== RECORD SET
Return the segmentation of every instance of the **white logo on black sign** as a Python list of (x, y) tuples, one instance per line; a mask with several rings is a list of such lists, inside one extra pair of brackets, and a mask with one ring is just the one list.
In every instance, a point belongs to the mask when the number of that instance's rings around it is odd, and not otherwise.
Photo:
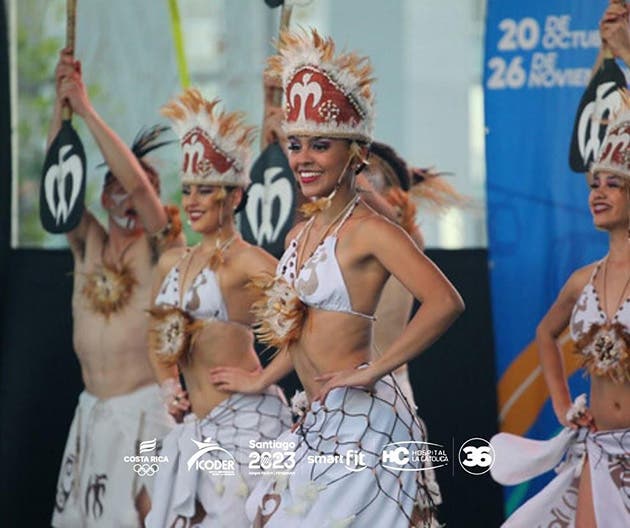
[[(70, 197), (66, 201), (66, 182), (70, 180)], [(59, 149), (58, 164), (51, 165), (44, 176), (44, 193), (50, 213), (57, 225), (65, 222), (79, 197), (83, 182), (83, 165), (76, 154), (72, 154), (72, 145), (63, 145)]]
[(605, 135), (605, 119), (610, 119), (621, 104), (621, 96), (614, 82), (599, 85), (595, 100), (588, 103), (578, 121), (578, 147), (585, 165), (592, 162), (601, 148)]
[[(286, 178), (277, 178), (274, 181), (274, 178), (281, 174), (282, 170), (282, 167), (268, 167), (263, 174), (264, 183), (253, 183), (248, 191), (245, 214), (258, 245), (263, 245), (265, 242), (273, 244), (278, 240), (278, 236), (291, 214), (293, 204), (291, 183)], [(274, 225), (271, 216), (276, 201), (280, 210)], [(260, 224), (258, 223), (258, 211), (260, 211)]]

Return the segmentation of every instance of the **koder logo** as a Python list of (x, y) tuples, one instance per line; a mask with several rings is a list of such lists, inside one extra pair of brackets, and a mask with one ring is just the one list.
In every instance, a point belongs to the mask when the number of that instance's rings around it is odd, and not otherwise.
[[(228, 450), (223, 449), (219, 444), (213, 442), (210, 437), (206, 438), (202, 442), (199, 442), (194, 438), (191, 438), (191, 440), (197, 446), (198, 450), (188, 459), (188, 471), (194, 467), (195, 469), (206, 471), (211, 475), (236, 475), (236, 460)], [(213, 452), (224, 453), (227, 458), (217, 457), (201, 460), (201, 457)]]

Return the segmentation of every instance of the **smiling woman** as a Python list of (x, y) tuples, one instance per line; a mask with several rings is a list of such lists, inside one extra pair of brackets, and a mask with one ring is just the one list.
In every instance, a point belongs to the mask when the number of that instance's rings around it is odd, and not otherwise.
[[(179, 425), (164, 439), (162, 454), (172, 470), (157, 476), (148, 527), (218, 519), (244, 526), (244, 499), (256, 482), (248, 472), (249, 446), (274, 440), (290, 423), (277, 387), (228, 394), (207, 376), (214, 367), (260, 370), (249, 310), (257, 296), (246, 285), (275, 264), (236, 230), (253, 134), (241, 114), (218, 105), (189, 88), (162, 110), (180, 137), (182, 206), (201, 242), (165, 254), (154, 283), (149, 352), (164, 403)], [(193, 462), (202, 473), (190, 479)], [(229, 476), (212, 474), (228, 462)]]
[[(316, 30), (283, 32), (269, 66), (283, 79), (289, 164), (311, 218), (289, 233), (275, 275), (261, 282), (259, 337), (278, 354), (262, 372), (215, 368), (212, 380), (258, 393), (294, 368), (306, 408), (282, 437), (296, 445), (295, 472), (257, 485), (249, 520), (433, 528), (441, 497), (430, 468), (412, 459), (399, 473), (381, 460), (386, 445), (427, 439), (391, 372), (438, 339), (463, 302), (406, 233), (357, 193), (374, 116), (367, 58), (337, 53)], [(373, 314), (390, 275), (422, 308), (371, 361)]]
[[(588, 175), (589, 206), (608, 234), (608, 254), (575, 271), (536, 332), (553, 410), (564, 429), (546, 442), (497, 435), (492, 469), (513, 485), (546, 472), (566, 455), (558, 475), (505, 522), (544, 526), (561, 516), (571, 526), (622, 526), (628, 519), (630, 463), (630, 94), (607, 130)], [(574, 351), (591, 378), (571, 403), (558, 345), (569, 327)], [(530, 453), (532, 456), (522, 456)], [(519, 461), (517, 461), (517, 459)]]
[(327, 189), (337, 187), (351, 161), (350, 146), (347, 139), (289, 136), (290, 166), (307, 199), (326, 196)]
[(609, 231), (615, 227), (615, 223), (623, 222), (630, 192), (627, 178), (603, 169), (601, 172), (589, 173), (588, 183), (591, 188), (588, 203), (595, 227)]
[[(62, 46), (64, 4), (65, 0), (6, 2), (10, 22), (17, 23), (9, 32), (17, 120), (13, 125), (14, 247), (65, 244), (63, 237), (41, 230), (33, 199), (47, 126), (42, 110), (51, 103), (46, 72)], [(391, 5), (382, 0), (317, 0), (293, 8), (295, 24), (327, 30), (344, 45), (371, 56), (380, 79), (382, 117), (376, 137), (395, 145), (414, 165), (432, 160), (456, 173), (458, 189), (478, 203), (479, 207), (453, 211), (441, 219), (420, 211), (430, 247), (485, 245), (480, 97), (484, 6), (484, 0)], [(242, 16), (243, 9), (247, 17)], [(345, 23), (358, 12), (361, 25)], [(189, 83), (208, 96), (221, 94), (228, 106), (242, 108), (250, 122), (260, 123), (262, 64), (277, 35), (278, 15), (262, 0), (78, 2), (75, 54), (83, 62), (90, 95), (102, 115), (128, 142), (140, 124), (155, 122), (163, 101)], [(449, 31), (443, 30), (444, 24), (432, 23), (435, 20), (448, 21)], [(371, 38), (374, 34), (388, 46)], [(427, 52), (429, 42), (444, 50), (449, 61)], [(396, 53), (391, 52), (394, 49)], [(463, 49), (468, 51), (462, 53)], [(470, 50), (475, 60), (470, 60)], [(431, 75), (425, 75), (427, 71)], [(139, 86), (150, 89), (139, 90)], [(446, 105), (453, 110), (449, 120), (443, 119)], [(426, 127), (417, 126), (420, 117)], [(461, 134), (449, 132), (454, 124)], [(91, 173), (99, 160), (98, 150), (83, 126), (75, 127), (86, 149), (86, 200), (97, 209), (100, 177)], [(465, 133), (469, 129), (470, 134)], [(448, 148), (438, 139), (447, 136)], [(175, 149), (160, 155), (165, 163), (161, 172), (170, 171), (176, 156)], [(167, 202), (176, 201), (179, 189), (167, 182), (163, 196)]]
====
Could each line of the data be written out exactly, with no pictures included?

▶ _SOLUTION FOR THIS PROBLEM_
Return the segmentation of every instance of the **white logo on black sign** as a Python list of (x, y) tuples, one instance per line; a mask with several rings is a list of such lists, inside one extra pair of brackets, and a mask with one ring is just the one list.
In every instance, a point belongs to the mask when the number of that instance's rings around it is odd, and not otherwise.
Photo:
[[(70, 197), (66, 201), (66, 182), (70, 180)], [(59, 149), (58, 164), (51, 165), (44, 176), (44, 193), (50, 213), (57, 225), (65, 222), (79, 197), (83, 182), (83, 165), (76, 154), (72, 154), (72, 145), (63, 145)]]
[(605, 135), (605, 119), (610, 119), (621, 104), (621, 96), (614, 82), (599, 85), (595, 100), (588, 103), (578, 121), (578, 147), (585, 165), (592, 162), (601, 148)]
[[(286, 178), (277, 178), (274, 181), (274, 178), (281, 174), (282, 170), (282, 167), (268, 167), (263, 174), (264, 183), (253, 183), (248, 191), (245, 214), (258, 245), (263, 245), (265, 242), (273, 244), (278, 240), (278, 236), (291, 214), (293, 204), (291, 183)], [(274, 225), (271, 216), (276, 201), (280, 210)], [(260, 224), (258, 223), (258, 211), (260, 211)]]

Return the segmentation of every instance of the **koder logo** as a Python list of (x, y) tuples, one instance per line; a mask with several rings is a list of such lists, inside one extra pair of brackets, and a mask with one ring is just the one list.
In every instance, a point belongs to the mask when the number of that instance's rings around it is odd, and not otherwise.
[[(228, 450), (223, 449), (219, 444), (213, 442), (210, 437), (206, 438), (202, 442), (199, 442), (194, 438), (191, 438), (191, 440), (197, 446), (198, 450), (188, 459), (188, 471), (194, 467), (195, 469), (206, 471), (211, 475), (236, 475), (236, 460)], [(213, 452), (224, 453), (227, 458), (217, 457), (201, 460), (201, 457)]]

Return the segmentation of every instance of the **smiling woman** as a Python list of (x, y) tuples, one instance per line; a mask with several rings is a list of such lists, inside one extra pair of brackets, and a mask with one ring is just the one list.
In every instance, a point belongs to the mask when the number of that instance's rings around it is odd, and not otherwise.
[[(179, 425), (164, 439), (162, 454), (172, 470), (157, 476), (148, 527), (218, 519), (244, 526), (244, 499), (256, 482), (248, 472), (249, 446), (274, 440), (290, 423), (277, 387), (228, 394), (207, 376), (214, 367), (260, 370), (249, 310), (257, 296), (246, 285), (275, 264), (236, 230), (253, 134), (241, 114), (218, 105), (189, 88), (162, 110), (180, 137), (182, 206), (201, 242), (165, 254), (154, 283), (149, 352), (164, 403)], [(193, 462), (202, 473), (190, 479)], [(229, 476), (212, 474), (228, 462)]]
[[(316, 30), (283, 32), (269, 66), (283, 79), (289, 164), (311, 218), (289, 233), (275, 275), (261, 282), (259, 337), (278, 354), (262, 372), (215, 368), (212, 380), (258, 393), (294, 368), (306, 408), (282, 437), (296, 445), (295, 472), (257, 485), (249, 520), (433, 528), (441, 497), (430, 468), (412, 459), (399, 473), (381, 460), (386, 445), (427, 439), (391, 372), (438, 339), (463, 302), (406, 233), (357, 193), (374, 116), (367, 58), (337, 53)], [(373, 314), (390, 275), (422, 308), (371, 361)]]
[[(588, 175), (589, 206), (608, 234), (608, 254), (575, 271), (536, 332), (553, 410), (564, 429), (546, 442), (497, 435), (492, 469), (513, 485), (546, 472), (566, 455), (558, 475), (505, 522), (544, 526), (561, 516), (571, 526), (622, 526), (628, 519), (630, 463), (630, 94), (607, 130)], [(574, 351), (591, 378), (571, 403), (558, 345), (569, 327)], [(530, 453), (532, 456), (522, 456)], [(519, 461), (517, 461), (517, 459)]]
[(327, 189), (337, 187), (351, 161), (350, 146), (347, 139), (289, 136), (290, 166), (307, 199), (326, 196)]
[(609, 231), (615, 227), (615, 223), (623, 222), (630, 192), (627, 178), (603, 169), (601, 172), (589, 173), (588, 183), (591, 188), (588, 203), (595, 227)]
[[(62, 46), (64, 4), (65, 0), (6, 2), (10, 22), (17, 23), (9, 32), (17, 120), (13, 125), (14, 247), (65, 244), (63, 237), (41, 230), (33, 199), (47, 126), (42, 110), (51, 103), (46, 72)], [(391, 5), (382, 0), (317, 0), (293, 8), (295, 24), (327, 30), (344, 45), (371, 56), (380, 79), (382, 117), (376, 137), (395, 145), (414, 165), (432, 160), (456, 173), (458, 189), (478, 203), (479, 207), (453, 211), (441, 219), (420, 211), (430, 247), (485, 245), (480, 97), (484, 6), (484, 0)], [(242, 16), (243, 9), (247, 17)], [(345, 23), (358, 12), (361, 25)], [(189, 83), (208, 96), (221, 94), (228, 106), (242, 108), (250, 122), (260, 123), (262, 64), (277, 35), (278, 15), (262, 0), (78, 2), (75, 54), (83, 62), (90, 95), (102, 115), (128, 142), (140, 124), (155, 122), (163, 101)], [(449, 31), (443, 30), (444, 24), (432, 23), (435, 20), (448, 21)], [(371, 38), (374, 34), (388, 46)], [(427, 52), (429, 42), (444, 50), (449, 61)], [(396, 53), (391, 52), (394, 49)], [(463, 49), (468, 51), (462, 53)], [(470, 50), (475, 60), (470, 60)], [(431, 75), (425, 75), (427, 71)], [(139, 86), (150, 89), (139, 90)], [(446, 105), (453, 110), (449, 120), (443, 119)], [(426, 127), (417, 126), (420, 117)], [(461, 134), (449, 132), (454, 124)], [(91, 173), (99, 160), (98, 150), (83, 126), (75, 127), (86, 149), (86, 200), (97, 209), (100, 177)], [(465, 133), (469, 129), (470, 134)], [(448, 148), (438, 139), (447, 136)], [(175, 149), (160, 155), (165, 163), (161, 172), (170, 171), (176, 156)], [(167, 202), (176, 201), (179, 189), (167, 182), (163, 196)]]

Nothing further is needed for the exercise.